BEGIN RECORDS FOR THE EXERCISE

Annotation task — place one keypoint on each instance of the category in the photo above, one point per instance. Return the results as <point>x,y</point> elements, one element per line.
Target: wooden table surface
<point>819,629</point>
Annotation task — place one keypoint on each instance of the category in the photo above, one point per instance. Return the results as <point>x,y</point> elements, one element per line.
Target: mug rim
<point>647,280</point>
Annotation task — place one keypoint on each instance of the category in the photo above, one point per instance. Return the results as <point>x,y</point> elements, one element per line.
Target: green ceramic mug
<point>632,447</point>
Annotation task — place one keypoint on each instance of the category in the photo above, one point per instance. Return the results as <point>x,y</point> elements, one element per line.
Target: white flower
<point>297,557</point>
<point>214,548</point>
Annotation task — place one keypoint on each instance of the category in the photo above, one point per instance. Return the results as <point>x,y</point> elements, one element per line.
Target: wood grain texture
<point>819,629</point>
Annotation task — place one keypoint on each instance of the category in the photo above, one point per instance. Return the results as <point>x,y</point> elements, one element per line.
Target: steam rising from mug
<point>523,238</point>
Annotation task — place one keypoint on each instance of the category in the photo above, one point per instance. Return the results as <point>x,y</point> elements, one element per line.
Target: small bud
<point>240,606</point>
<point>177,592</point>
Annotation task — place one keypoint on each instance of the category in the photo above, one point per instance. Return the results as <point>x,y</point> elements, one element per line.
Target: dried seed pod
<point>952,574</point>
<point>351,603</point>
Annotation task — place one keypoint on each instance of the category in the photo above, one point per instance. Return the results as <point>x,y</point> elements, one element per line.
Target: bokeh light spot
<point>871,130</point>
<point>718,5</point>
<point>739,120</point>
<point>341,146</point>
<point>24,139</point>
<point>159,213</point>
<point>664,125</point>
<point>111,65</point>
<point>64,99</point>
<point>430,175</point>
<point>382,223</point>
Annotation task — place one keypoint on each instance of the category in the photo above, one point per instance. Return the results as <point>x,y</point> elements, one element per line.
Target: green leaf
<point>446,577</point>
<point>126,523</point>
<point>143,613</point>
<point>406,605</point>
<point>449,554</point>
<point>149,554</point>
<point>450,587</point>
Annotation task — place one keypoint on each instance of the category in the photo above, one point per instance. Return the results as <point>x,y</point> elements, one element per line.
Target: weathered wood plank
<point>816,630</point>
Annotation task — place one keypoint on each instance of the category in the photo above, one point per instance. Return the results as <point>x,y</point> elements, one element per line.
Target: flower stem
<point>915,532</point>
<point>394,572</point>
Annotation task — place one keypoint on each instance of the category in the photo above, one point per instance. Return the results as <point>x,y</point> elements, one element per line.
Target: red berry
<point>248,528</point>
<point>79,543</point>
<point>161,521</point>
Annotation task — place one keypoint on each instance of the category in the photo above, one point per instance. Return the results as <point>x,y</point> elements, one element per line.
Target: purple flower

END RECORDS FOR THE EXERCISE

**WHAT IS NEEDED:** Could you repeat every record above exactly as it is written?

**ANSWER SECTION:**
Annotation task — place one keypoint on each instance of the category in the photo above, one point per instance. Return the results as <point>x,y</point> elements, one element per line.
Target: wooden table surface
<point>819,629</point>
Annotation task — place one keypoint on each instance of the category in the photo above, one point per instance. Return the results as <point>x,y</point> elements, one element per line.
Target: mug rim
<point>647,280</point>
Annotation task — place one keypoint on each instance of the category in the photo above, one point per instance. Return the results as <point>x,y</point> elements, one element per line.
Target: green ceramic mug
<point>632,447</point>
Annotation task — place one keypoint on each instance of the category in the photo above, one point per instance. Return the results as <point>x,y</point> elements, one element per line.
Target: white flower
<point>297,557</point>
<point>214,548</point>
Annotation task — place one keypoint on each instance of the category in the photo above, one point per instance. Return the results as <point>x,y</point> elements, one element per line.
Target: wood grain texture
<point>819,629</point>
Annotation task — place one keypoint on each instance of the category in the photo above, one point per instance. Return the results as <point>x,y</point> elements, one element per line.
Target: steam rising from mug
<point>523,238</point>
Annotation task — place one keypoint on each instance of the category in the photo above, one point per instance. Return the results as <point>x,y</point> elements, one element per line.
Target: small bud
<point>240,606</point>
<point>177,592</point>
Annotation task — place one keypoint on each instance of the category in the photo above, one point per instance. Return the results as <point>x,y</point> elements, one element per line.
Target: dried seed pod
<point>952,574</point>
<point>351,603</point>
Annotation task — place one keypoint on each instance of the category in the photo above, one point per instance. Return the results as <point>x,y</point> elements, one element per line.
Target: bokeh light spot
<point>871,130</point>
<point>718,5</point>
<point>739,120</point>
<point>341,146</point>
<point>24,139</point>
<point>159,213</point>
<point>664,125</point>
<point>111,65</point>
<point>64,99</point>
<point>430,175</point>
<point>382,223</point>
Annotation task — place one keypoint on each instance of the category in the photo above, one point per instance. Return the results as <point>x,y</point> elements, one element per line.
Target: green leaf
<point>446,577</point>
<point>126,523</point>
<point>143,613</point>
<point>406,605</point>
<point>449,554</point>
<point>149,554</point>
<point>450,587</point>
Annotation task — place one keypoint on each instance of the category in the photo above, one point per instance. Return the results as <point>x,y</point> elements, one element per line.
Target: weathered wood plank
<point>816,630</point>
Annotation task — place one keypoint on each instance of the category in the photo above, one point per instance. Return the results as <point>x,y</point> elements, one element per line.
Target: flower stem
<point>915,532</point>
<point>394,572</point>
Annotation task — place one keypoint on each instance of the category in the photo above, one point per instance. Return the results as <point>x,y</point> elements, one element per line.
Target: red berry
<point>248,528</point>
<point>79,543</point>
<point>161,521</point>
Annotation task — place one keypoint on each instance of the category in the photo above, one point per instance. Return the results as <point>x,y</point> elements, one element per line.
Target: purple flower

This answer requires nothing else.